■ SET TASK ■
Reproduce the records starting at the line containing "sky, and output bounding boxes covering each." and ending at the line containing "[1014,125,1275,753]", requests included. Scale every bounding box coordinate in the answers by 2.15 and round each to a whole number, with halves rounded up.

Box-labeled dataset extracts

-=-=-

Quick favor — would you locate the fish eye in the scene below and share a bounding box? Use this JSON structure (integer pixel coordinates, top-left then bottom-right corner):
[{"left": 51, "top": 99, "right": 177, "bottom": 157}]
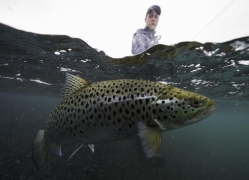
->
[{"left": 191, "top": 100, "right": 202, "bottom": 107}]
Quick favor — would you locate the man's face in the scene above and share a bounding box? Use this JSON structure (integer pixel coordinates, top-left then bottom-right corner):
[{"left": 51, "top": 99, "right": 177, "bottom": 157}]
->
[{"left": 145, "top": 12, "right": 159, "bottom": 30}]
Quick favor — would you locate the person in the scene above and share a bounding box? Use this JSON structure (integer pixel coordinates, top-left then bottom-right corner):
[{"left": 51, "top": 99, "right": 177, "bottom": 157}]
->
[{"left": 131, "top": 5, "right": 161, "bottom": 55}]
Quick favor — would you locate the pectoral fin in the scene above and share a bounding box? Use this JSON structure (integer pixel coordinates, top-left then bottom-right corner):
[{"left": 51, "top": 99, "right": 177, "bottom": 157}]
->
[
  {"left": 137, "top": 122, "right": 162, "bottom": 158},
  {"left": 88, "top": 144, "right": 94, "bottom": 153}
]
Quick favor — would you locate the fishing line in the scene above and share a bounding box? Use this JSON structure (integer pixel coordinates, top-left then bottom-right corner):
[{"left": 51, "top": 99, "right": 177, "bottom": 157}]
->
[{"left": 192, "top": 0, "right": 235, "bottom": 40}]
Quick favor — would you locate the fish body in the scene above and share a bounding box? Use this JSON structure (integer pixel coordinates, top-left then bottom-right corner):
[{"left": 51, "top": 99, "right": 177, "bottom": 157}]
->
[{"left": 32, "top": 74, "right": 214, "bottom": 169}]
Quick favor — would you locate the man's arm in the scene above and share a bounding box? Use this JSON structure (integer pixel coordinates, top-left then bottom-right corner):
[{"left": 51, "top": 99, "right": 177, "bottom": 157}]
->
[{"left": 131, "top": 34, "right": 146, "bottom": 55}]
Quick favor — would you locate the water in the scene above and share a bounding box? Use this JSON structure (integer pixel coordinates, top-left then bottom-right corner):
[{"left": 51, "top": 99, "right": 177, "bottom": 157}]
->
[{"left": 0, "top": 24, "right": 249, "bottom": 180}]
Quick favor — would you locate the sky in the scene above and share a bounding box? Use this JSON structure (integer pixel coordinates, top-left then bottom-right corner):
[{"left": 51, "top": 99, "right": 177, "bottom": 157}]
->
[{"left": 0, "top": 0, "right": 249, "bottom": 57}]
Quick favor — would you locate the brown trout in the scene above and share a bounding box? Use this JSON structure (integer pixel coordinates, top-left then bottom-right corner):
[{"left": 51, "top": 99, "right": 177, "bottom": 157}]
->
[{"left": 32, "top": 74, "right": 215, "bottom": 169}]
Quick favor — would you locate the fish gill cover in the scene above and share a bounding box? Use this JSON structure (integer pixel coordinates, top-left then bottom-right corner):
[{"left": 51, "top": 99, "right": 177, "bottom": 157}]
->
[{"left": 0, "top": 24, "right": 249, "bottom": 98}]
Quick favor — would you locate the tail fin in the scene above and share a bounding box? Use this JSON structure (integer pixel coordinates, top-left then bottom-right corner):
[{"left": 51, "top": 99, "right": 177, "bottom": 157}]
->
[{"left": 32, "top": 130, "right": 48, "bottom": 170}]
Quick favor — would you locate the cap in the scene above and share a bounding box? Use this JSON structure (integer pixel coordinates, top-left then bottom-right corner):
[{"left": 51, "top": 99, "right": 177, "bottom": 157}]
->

-=-=-

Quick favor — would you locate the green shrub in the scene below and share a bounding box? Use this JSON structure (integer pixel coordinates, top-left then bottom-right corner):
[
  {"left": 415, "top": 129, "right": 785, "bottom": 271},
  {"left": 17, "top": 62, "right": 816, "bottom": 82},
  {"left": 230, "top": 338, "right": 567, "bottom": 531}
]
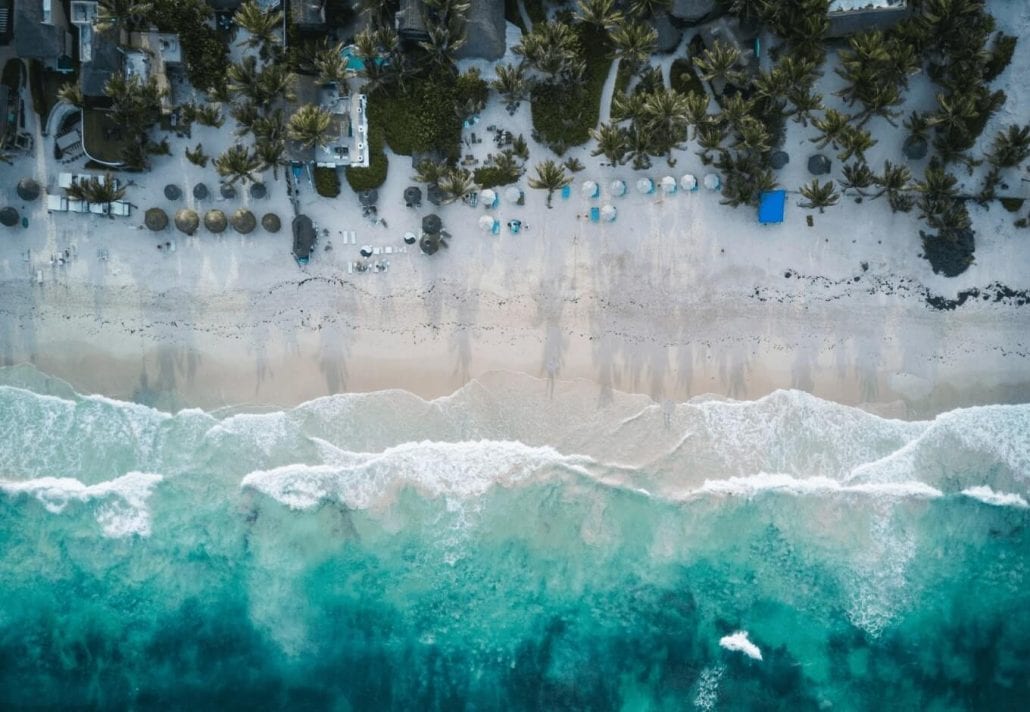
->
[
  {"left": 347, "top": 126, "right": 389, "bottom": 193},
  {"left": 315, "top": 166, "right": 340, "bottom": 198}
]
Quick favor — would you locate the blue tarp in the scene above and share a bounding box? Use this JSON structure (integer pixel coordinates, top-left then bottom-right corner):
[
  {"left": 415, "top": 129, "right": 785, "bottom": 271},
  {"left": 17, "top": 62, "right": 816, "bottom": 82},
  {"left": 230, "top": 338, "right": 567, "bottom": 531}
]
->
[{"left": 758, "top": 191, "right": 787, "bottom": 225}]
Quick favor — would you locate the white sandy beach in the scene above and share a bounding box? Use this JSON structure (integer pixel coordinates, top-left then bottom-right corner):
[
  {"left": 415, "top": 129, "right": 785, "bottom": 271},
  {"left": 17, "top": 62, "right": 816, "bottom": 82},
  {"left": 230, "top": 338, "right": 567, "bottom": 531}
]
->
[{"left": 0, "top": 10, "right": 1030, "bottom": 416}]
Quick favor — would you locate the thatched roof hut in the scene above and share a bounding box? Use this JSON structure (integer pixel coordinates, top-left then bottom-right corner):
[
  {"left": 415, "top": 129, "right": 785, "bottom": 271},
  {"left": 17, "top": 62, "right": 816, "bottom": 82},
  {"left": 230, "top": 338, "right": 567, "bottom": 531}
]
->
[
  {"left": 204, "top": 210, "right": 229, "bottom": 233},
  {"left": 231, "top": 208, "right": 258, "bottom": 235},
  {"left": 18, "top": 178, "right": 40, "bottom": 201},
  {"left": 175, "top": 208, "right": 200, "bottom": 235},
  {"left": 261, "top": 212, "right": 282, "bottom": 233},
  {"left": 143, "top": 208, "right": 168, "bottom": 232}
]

-=-=-

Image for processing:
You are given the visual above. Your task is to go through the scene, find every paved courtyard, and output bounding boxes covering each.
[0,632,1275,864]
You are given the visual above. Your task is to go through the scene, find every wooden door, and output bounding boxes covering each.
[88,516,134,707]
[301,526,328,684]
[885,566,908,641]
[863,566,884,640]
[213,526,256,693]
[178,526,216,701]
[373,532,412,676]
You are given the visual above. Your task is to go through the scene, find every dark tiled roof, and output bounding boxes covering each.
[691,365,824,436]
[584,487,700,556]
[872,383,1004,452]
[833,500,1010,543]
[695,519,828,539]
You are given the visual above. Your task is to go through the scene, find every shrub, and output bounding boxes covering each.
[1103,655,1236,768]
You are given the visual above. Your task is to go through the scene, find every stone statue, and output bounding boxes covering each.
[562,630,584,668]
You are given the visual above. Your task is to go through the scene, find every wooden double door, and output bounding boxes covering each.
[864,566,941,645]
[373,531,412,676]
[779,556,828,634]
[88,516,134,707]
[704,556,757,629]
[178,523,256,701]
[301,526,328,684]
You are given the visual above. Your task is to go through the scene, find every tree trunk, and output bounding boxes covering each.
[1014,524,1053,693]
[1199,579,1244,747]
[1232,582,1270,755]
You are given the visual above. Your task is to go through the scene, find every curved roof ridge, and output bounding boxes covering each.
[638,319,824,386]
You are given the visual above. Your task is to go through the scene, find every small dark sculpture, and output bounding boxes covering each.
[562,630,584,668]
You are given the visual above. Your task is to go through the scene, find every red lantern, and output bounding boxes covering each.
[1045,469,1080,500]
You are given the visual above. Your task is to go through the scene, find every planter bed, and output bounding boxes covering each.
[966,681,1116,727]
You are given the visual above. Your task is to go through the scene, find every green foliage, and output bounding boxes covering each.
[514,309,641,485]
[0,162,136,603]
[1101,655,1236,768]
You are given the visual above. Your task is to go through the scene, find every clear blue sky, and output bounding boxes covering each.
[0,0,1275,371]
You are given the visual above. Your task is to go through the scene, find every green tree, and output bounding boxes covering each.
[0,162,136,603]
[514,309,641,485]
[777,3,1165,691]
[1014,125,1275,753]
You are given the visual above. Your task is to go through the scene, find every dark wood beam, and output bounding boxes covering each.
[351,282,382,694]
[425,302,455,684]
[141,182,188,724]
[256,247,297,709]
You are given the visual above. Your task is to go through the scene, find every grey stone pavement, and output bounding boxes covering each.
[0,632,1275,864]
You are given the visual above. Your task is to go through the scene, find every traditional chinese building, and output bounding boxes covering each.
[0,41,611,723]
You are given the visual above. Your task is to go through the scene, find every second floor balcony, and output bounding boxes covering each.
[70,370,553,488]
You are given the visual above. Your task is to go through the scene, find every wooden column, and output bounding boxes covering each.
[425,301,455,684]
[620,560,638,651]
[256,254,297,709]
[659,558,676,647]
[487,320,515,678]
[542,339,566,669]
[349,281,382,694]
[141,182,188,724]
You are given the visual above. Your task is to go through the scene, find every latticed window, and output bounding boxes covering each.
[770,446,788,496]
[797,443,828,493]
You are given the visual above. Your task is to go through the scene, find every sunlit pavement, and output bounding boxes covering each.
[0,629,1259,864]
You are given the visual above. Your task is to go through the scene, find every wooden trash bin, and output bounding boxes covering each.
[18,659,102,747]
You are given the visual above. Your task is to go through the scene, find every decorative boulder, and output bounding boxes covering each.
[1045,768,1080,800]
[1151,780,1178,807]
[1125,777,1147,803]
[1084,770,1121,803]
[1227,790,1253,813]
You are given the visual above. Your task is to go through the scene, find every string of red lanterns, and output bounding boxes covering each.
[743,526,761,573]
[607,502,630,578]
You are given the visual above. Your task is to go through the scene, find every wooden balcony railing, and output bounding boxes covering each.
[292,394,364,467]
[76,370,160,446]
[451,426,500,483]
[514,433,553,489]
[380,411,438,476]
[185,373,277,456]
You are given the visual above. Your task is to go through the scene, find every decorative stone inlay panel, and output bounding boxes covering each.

-=-=-

■ TASK ANSWER ■
You are given the visual above. Your task is to go through the scene, find every clear blue sky, and output bounding boxes covering each.
[0,0,2741,798]
You are given the visual above. Your task is to go through the scene, find every green tree, and output bounding boxes covering each.
[0,348,292,1296]
[1105,664,1378,1043]
[1671,6,2505,1486]
[2180,269,2741,1619]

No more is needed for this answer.